%%

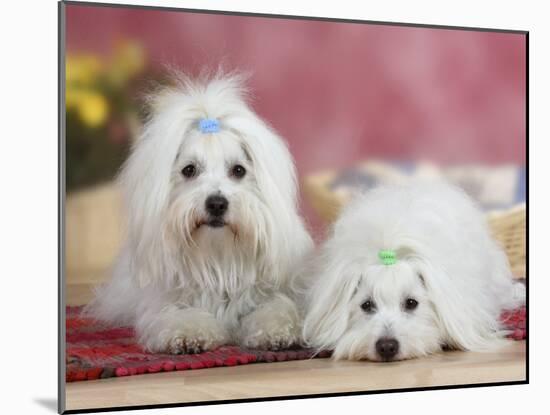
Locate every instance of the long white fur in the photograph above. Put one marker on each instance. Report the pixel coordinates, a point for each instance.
(447, 261)
(187, 288)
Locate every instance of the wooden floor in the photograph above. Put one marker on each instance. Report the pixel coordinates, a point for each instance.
(315, 376)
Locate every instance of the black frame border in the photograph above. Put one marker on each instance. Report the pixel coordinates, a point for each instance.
(62, 193)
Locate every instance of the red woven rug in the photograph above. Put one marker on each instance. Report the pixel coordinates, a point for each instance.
(95, 350)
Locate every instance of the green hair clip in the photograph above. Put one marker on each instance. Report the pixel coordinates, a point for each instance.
(387, 256)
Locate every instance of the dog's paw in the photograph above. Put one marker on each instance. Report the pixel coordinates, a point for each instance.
(191, 343)
(184, 331)
(273, 326)
(275, 339)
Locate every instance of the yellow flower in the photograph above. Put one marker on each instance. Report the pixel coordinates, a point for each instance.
(93, 108)
(128, 60)
(82, 69)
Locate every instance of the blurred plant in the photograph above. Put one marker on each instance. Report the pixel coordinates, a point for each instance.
(102, 111)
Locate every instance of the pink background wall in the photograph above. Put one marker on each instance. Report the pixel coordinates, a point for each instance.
(340, 92)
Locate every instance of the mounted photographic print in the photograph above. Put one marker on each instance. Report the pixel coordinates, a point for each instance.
(261, 207)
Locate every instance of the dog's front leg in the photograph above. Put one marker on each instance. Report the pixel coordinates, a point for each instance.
(273, 325)
(180, 330)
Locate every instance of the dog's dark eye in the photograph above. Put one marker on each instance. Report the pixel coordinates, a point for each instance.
(238, 171)
(411, 304)
(368, 306)
(189, 171)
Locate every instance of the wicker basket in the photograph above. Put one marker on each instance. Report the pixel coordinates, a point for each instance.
(508, 226)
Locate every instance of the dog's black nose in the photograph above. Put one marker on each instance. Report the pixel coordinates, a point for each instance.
(216, 205)
(387, 348)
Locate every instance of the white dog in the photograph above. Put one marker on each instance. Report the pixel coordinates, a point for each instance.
(408, 270)
(213, 229)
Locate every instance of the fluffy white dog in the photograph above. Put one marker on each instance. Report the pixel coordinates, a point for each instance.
(408, 270)
(213, 229)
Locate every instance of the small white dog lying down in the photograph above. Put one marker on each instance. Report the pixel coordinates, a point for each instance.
(408, 270)
(213, 229)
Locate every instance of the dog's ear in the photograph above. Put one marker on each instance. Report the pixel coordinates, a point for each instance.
(328, 303)
(145, 182)
(464, 315)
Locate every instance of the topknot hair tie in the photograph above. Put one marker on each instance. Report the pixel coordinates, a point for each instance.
(387, 256)
(209, 125)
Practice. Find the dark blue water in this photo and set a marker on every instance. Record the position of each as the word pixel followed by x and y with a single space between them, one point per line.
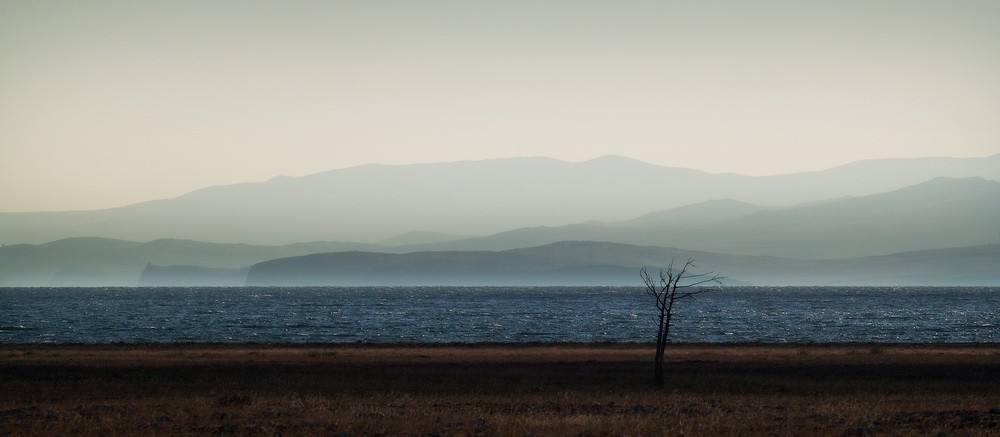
pixel 496 314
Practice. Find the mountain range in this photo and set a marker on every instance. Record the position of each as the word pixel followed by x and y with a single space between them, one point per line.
pixel 932 221
pixel 373 203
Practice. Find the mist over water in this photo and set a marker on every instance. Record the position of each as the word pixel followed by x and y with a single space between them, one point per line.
pixel 494 314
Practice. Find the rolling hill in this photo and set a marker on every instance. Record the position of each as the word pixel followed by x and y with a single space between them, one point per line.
pixel 592 263
pixel 373 203
pixel 940 213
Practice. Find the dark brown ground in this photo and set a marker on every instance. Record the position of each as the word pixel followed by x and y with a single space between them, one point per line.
pixel 499 390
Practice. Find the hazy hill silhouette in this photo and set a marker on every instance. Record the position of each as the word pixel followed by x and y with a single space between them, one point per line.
pixel 377 202
pixel 943 212
pixel 592 263
pixel 102 261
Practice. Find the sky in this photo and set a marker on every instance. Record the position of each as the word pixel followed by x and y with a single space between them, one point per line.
pixel 107 103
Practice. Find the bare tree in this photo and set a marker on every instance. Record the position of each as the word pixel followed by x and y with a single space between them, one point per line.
pixel 671 286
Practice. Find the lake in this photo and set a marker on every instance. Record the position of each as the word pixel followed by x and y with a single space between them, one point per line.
pixel 496 314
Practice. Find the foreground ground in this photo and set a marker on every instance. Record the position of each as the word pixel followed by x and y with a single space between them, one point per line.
pixel 499 390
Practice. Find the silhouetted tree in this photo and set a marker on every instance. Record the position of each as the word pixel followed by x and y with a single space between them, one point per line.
pixel 671 286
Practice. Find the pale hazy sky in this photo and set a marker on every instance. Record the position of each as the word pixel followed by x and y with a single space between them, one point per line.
pixel 105 103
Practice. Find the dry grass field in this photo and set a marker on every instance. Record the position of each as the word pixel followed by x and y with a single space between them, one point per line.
pixel 544 389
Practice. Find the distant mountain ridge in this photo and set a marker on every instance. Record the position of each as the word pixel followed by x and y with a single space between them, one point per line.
pixel 593 263
pixel 943 212
pixel 89 261
pixel 378 202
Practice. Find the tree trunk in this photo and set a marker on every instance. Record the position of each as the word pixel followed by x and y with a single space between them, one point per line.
pixel 658 361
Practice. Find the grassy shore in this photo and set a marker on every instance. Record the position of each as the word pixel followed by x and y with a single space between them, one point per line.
pixel 544 389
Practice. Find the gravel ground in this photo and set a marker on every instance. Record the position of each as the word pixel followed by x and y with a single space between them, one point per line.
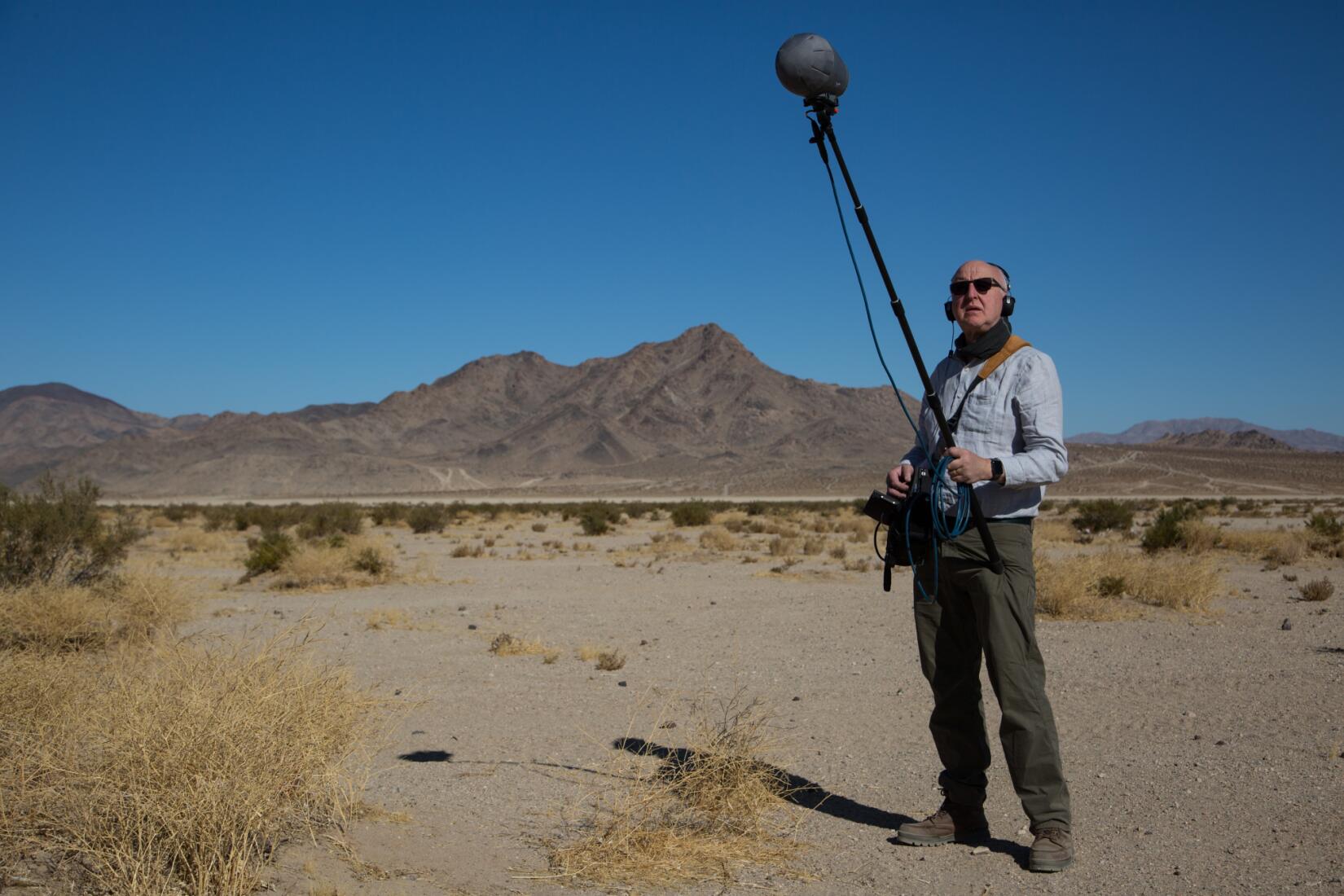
pixel 1203 751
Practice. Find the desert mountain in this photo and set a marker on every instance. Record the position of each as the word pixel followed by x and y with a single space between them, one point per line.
pixel 1153 430
pixel 42 424
pixel 694 413
pixel 1246 440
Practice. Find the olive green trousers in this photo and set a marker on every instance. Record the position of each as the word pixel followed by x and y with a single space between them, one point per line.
pixel 977 613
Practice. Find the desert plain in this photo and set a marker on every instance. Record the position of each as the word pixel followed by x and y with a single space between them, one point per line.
pixel 1201 719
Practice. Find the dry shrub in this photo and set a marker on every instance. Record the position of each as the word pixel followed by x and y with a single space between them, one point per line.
pixel 1280 546
pixel 1087 587
pixel 62 617
pixel 1178 583
pixel 1069 589
pixel 709 810
pixel 355 562
pixel 718 539
pixel 192 539
pixel 380 620
pixel 508 645
pixel 171 770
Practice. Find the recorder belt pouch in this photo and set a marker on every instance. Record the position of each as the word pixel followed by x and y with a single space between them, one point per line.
pixel 909 535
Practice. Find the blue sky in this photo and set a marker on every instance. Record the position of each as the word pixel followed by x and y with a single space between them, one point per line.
pixel 258 206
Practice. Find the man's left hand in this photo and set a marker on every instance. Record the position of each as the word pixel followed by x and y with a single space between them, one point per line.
pixel 968 468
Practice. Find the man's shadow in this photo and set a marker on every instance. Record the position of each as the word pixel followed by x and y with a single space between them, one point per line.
pixel 808 794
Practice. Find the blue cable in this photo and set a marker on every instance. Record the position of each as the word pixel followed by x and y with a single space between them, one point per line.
pixel 941 528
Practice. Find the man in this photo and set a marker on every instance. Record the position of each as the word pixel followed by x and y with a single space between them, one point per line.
pixel 1009 445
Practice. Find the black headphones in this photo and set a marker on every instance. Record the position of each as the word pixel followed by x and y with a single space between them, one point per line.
pixel 1009 302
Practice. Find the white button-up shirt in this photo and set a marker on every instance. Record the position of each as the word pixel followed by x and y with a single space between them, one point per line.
pixel 1017 415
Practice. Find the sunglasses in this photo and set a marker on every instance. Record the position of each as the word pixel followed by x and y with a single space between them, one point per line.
pixel 982 283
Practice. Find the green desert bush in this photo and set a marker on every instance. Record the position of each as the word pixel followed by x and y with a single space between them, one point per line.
pixel 388 513
pixel 58 536
pixel 1317 590
pixel 1325 525
pixel 428 517
pixel 599 517
pixel 691 513
pixel 1104 513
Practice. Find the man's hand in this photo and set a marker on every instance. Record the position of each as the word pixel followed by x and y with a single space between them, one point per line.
pixel 968 467
pixel 898 480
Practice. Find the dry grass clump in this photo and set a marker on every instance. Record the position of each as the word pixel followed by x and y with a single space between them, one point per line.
pixel 508 645
pixel 718 539
pixel 380 620
pixel 53 617
pixel 1090 586
pixel 1054 529
pixel 709 810
pixel 173 770
pixel 349 563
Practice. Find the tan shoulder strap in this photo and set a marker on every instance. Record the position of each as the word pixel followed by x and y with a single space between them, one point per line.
pixel 992 363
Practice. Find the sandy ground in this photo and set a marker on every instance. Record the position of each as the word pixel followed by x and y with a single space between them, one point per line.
pixel 1203 751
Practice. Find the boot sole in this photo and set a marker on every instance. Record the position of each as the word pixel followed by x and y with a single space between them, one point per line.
pixel 916 840
pixel 1050 867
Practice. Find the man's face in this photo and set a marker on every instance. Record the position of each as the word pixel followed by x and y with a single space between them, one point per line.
pixel 977 312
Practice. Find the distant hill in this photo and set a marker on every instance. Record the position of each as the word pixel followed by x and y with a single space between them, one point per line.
pixel 1245 440
pixel 694 415
pixel 699 411
pixel 1152 430
pixel 42 424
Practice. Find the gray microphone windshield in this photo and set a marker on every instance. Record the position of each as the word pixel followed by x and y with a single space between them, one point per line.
pixel 810 66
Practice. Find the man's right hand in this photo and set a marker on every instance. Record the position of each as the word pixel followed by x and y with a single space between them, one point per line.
pixel 898 480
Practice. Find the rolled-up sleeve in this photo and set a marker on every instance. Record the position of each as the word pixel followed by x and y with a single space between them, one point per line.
pixel 1040 413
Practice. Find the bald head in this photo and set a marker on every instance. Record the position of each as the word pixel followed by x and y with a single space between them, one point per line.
pixel 976 268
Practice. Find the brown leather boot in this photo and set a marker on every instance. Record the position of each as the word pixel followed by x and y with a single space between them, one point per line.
pixel 1052 850
pixel 951 824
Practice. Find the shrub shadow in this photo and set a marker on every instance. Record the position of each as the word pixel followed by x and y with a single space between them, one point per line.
pixel 808 794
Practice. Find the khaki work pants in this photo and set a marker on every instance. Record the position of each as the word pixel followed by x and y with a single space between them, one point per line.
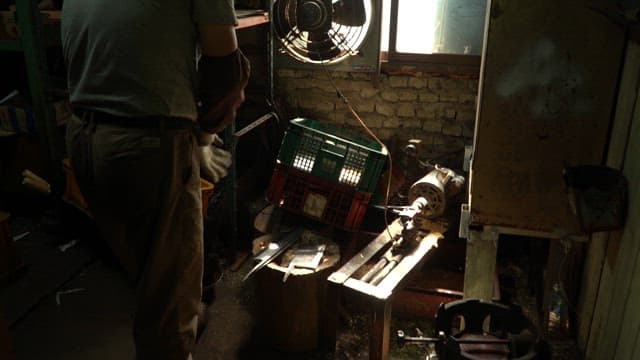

%%

Exercise aim
Pictures don't belong in the copy. Retype exactly the lines from the one with "Practice. Find the brown" through the last line of the records.

Result of the exercise
Practice. Find the brown leather boot in this photo and set a marker on every instance. Record the position of each as the word pixel followed by x and y with a single space between them, one point per line.
pixel 1052 850
pixel 951 824
Practice. Find the shrub shadow in this photo and set a marker on every instance. Record the position of each as the word pixel followed by x and y with a single space between them, one point per line.
pixel 808 794
Practice. Find the khaki work pants in this photo and set a marker on every instance. Record the position of each as the word pixel followed by x and y with a single space between them, one point per line.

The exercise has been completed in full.